## Aufgabe 1
Beantworte zum Text über Kellers Kritik am Grüninger-Film:
(a) In welchem Jahr veröffentlichte Stefan Keller das Standardwerk zum Thema Grüninger?
(b) Aus wessen Sicht beschreibt Kellers Buch die Schweizer Flüchtlingspolitik?
(c) Aus welcher Stadt kamen die Flüchtlinge?

## Dokumenttext
******
Als lokaler historischer Experte des deutschen Drehbuchautors fungierte WOZ-Journalist, Gewerkschafter und Buchautor Stefan Keller, der 1993 das Standardwerk zum Thema Grüninger veröffentlicht hat.

In der WOZ-Filmbeilage hat sich Keller vom Filmskript distanziert (23.1.14). Er schreibt, der Film fiktionalisiere die Grüniger-Geschichte aus einer Beamtenperspektive von oben, während sein Buch den St. Galler Landjägerhauptmann und die verbrecherische Schweizer Flüchtlingspolitik von unten aus der Sicht der Flüchtlinge beschreibe.

Auf Anhieb wirkt Kellers Kritik schwer nachvollziehbar, gehörten doch sowohl FdP-Mitglied und Polizeikommandant Paul Grüninger, als auch SP-Regierungsrat Valentin Keel zur gesellschaflichen Oberschicht. Auch waren die Flüchtlinge nicht primär arme ultraorthodoxe Juden aus dem Osten, sondern wirtschaftlich wohlhabende, assimilierte Juden aus Wien. Die Grüninger-Geschichte spielte sich nicht im gewöhnlichen Volk ab, sondern in der Elite.
******
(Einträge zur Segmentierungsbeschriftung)
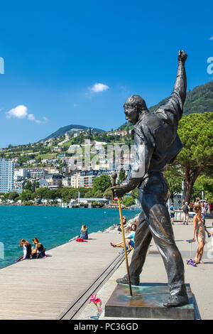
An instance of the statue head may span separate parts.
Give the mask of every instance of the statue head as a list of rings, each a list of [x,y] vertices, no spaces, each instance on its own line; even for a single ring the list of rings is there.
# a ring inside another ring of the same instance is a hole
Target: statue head
[[[131,95],[124,104],[126,119],[133,125],[138,122],[139,115],[147,110],[146,102],[139,95]]]

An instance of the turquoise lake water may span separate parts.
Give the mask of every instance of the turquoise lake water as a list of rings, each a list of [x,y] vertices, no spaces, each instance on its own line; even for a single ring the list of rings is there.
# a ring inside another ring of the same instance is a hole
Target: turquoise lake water
[[[122,211],[127,220],[136,213],[127,210]],[[49,249],[79,235],[83,224],[92,233],[103,231],[119,222],[119,210],[115,209],[1,205],[0,268],[12,264],[22,255],[23,249],[19,246],[22,238],[32,243],[36,237]]]

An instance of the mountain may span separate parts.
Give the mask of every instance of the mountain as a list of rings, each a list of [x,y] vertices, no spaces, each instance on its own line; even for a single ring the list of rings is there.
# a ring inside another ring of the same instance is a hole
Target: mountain
[[[63,136],[66,132],[71,132],[72,131],[74,131],[75,129],[87,131],[89,129],[90,129],[90,127],[84,126],[83,125],[77,125],[77,124],[67,125],[66,126],[62,126],[58,130],[57,130],[55,132],[53,132],[53,134],[50,134],[50,136],[45,138],[43,141],[46,141],[48,139],[50,139],[50,138],[57,138],[60,136]],[[106,132],[104,130],[102,130],[101,129],[96,129],[96,128],[92,128],[92,129],[93,130],[93,132]]]
[[[154,112],[156,109],[164,104],[168,97],[163,99],[158,104],[148,108],[151,112]],[[213,81],[209,81],[205,85],[195,87],[192,90],[189,90],[187,93],[185,102],[184,104],[183,114],[197,113],[203,114],[204,112],[213,112]],[[126,122],[119,127],[119,130],[131,128],[131,125]]]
******
## Aufgabe 2
Führe alle Zeilen der Einträge auf, in denen die Zeichenfolge „statue“ vorkommt. Dabei ist die Groß- und Kleinschreibung zu beachten.

## Lösung 1
(a) 1993
(b) Aus der Sicht der Flüchtlinge, also von unten
(c) Aus Wien

## Lösung 2
An instance of the statue head may span separate parts.
Give the mask of every instance of the statue head as a list of rings, each a list of [x,y] vertices, no spaces, each instance on its own line; even for a single ring the list of rings is there.
Target: statue head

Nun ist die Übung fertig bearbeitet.